Do this: Retype the part of the rows that opens with the first line and closes with the line containing "<point>69,256</point>", both ends included, keeping every line exactly the same.

--

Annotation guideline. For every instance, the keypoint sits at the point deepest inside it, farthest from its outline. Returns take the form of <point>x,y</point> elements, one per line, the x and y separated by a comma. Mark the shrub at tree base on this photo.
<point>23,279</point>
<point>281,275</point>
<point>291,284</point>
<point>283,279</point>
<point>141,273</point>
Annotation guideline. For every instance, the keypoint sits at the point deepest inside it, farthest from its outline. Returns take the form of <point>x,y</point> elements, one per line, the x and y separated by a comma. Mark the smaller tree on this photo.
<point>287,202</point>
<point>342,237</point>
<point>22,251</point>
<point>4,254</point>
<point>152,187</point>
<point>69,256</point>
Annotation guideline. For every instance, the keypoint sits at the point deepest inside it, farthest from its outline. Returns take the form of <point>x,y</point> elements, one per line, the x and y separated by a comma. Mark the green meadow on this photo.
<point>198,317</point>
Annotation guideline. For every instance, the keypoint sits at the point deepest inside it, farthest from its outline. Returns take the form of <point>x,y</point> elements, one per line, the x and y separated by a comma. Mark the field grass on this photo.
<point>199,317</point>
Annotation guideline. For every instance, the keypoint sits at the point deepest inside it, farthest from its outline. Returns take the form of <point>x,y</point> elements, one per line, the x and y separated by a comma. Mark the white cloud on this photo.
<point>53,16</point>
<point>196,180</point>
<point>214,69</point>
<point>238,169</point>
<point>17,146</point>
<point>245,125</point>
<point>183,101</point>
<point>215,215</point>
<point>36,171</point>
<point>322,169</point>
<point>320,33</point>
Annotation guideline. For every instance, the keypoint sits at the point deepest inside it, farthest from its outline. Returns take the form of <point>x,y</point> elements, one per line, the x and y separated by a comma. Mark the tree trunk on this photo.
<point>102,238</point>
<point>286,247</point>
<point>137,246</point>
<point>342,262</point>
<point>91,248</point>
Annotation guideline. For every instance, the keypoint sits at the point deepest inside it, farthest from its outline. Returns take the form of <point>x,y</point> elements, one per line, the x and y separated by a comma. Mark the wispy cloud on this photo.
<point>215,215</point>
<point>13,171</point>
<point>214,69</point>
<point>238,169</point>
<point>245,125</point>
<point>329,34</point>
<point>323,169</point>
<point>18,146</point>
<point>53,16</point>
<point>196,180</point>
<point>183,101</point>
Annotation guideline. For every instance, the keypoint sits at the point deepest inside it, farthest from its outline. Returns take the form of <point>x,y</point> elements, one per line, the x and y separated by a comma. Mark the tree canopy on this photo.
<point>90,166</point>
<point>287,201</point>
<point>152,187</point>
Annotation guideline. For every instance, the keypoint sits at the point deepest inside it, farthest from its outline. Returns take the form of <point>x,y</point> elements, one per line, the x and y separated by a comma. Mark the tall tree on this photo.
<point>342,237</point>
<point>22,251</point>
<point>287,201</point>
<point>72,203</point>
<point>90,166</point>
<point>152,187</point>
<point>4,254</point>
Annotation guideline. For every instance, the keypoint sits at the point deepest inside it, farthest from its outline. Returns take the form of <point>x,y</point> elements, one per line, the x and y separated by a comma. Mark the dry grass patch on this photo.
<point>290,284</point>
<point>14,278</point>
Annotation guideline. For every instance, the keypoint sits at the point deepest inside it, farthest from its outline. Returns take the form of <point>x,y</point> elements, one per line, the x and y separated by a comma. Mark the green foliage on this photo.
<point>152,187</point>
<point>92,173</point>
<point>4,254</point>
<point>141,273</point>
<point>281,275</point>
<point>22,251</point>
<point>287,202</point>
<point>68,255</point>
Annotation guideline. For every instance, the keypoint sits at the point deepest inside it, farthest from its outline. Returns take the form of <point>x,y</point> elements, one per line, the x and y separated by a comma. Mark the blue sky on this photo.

--

Result of the exercise:
Annotation guideline. For every instance, the keypoint sits at the point deepest inside it, farthest from its outline. Returns take the form of <point>x,y</point> elements, one per line, the x and y separated by a comma. Mark the shrub at tree base on this photo.
<point>23,279</point>
<point>281,275</point>
<point>291,284</point>
<point>283,279</point>
<point>141,273</point>
Annotation guideline. For every instance, the keypoint sits at the point deepest inside it, farthest from its outline. Returns take the form of <point>x,y</point> elements, one per line, the x and y separated by a comma. Mark the smaller tree on this photo.
<point>287,202</point>
<point>342,237</point>
<point>22,251</point>
<point>4,254</point>
<point>152,187</point>
<point>69,256</point>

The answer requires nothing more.